No mundo inteiro, a literatura é parte importante do que se chama soft power, o poder da cultura, suave, mas não menos eficaz, como americanos e europeus sempre souberam. Lembro que, na China, o intérprete que me acompanhava frisou o quanto é importante a divulgação cultural do país – e, me perguntando o que o Brasil conhecia dos escritores chineses, puxei pela memória e só me lembrava de dissidentes, que são os que chegam aqui. No caso do mundo latino-hispânico, não é a censura que nos atrapalha, mas prosseguimos distantes. Só os conhecemos, por acidente, pela via da Europa; e eles simplesmente não nos conhecem. São literaturas que conversam pouco entre si.

Mas, turista acidental, queria falar do México. Do Japão e da China, em minhas mal traçadas linhas, consegui dar alguma impressão de unidade, ou pelo menos criei essas identidades na minha cabeça. Mas o México confunde. Três dias na Cidade do México, a gigantesca capital que se espalha interminável, com pouca concentração de arranha-céus, deixaram-me com uma impressão a um tempo familiar, a pobreza ostensiva, uma informalidade espraiada em toda parte que parece ser a alma do país (aqui, "gorjeta" se chama propina, o que para nós é engraçado), e também estranha, como a sombra de uma civilização oculta que parece latejar teimosamente na superfície moderna.

TAREFA PROPOSTA 1:
Enumere todos os países mencionados nominalmente no texto.
TAREFA PROPOSTA 2:
Indique se cada afirmação abaixo está de acordo com o texto, citando as palavras que o comprovam: (a) A Cidade do México apresenta grande concentração de arranha-céus. (b) Quem narra passou três dias na Cidade do México. (c) Em relação ao mundo latino-hispânico, é a censura que nos mantém distantes.
Utilize somente o texto como fonte.

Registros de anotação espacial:
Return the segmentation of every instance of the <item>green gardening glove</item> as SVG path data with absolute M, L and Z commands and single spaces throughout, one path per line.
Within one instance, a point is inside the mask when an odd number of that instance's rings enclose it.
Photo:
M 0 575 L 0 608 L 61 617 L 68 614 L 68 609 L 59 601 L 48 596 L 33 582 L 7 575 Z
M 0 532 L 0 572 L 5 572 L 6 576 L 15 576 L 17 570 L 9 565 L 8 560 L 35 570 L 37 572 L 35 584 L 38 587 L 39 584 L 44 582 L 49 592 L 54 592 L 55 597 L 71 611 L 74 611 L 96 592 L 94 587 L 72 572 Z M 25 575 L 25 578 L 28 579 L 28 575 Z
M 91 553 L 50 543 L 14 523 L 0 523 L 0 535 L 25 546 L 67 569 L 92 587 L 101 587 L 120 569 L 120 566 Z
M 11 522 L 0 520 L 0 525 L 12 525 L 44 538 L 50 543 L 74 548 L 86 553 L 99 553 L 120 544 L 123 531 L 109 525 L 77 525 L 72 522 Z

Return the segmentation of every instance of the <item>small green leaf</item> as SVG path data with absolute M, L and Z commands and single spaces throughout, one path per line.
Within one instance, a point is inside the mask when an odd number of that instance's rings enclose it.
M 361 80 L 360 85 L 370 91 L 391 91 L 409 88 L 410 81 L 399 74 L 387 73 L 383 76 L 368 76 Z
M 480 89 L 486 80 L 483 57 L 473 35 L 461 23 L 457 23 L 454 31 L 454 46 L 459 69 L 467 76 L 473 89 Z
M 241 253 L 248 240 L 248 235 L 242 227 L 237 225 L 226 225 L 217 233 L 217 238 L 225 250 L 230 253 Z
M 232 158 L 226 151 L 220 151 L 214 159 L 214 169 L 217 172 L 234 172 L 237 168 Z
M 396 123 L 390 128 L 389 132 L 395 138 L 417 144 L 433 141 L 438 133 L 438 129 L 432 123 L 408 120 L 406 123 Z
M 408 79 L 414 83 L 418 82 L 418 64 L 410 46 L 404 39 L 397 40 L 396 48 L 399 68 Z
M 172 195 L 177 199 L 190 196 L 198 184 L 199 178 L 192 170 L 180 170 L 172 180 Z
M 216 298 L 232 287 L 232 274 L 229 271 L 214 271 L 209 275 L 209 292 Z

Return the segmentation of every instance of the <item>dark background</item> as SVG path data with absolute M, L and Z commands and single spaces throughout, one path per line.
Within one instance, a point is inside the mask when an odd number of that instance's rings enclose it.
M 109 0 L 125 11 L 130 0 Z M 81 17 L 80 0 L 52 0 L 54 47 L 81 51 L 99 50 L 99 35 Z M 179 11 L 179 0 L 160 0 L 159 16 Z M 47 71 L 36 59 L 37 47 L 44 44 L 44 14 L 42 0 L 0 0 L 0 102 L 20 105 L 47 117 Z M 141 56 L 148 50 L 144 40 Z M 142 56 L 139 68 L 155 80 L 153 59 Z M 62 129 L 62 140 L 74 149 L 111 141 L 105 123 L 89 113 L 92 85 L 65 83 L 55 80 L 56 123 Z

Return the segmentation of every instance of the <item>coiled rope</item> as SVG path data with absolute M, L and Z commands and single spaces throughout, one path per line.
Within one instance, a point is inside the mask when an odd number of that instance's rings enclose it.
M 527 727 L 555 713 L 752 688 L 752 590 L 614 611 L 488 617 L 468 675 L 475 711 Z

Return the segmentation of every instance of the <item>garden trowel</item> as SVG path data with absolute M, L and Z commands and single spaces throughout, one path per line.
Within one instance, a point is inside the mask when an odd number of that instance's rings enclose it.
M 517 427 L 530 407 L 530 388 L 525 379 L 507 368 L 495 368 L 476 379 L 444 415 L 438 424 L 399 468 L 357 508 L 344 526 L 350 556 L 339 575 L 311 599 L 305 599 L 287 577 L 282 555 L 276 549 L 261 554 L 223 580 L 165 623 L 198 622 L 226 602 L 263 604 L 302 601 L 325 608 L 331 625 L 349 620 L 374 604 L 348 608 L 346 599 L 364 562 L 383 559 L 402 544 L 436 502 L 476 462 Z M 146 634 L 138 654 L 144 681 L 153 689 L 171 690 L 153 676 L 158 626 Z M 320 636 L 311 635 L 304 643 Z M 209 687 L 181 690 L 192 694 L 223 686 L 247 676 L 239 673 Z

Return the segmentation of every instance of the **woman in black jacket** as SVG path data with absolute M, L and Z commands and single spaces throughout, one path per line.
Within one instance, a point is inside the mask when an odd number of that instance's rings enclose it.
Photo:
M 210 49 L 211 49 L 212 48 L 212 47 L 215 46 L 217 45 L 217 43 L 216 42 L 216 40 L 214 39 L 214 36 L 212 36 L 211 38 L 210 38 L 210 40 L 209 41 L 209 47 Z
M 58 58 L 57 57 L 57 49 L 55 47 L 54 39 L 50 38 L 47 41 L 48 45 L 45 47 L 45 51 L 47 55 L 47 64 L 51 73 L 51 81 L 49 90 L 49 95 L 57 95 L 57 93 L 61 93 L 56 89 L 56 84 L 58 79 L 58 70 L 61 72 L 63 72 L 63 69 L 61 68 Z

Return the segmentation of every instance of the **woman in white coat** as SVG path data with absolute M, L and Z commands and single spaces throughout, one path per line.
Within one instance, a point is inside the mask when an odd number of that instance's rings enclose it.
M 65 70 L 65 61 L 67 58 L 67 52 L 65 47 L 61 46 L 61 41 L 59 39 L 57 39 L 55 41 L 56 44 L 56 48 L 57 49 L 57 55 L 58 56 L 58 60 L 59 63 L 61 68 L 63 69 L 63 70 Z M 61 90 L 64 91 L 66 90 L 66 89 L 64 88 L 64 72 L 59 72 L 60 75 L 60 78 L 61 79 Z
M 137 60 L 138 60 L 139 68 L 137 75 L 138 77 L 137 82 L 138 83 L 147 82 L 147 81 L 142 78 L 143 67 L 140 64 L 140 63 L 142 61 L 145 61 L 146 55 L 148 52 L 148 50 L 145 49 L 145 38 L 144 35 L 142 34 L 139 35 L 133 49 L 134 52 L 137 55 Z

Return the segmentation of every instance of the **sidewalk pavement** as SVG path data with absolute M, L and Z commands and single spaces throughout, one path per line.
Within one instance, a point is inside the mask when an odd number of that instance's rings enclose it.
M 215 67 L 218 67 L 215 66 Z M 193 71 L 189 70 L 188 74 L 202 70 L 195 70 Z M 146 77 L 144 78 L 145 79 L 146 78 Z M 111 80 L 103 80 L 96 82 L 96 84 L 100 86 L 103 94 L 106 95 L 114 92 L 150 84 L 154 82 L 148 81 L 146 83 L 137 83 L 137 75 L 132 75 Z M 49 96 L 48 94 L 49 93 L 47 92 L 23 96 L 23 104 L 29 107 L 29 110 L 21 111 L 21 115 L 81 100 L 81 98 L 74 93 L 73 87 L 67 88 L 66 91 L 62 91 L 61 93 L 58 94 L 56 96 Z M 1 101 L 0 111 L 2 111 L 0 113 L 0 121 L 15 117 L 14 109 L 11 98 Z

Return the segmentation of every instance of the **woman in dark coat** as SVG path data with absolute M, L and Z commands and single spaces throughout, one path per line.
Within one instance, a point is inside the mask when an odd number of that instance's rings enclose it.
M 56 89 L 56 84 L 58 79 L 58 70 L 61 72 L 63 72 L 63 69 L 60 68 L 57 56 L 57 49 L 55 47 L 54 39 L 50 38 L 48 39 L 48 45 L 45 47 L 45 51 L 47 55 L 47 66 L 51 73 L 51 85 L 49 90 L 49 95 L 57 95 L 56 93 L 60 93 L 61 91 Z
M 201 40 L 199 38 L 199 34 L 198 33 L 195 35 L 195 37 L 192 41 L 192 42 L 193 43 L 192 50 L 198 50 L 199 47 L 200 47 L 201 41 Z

RESPOSTA COMPLETA 1:
China, Brasil, Japão e México.

RESPOSTA COMPLETA 2:
(a) Não: "com pouca concentração de arranha-céus".
(b) Sim: "Três dias na Cidade do México".
(c) Não: "não é a censura que nos atrapalha".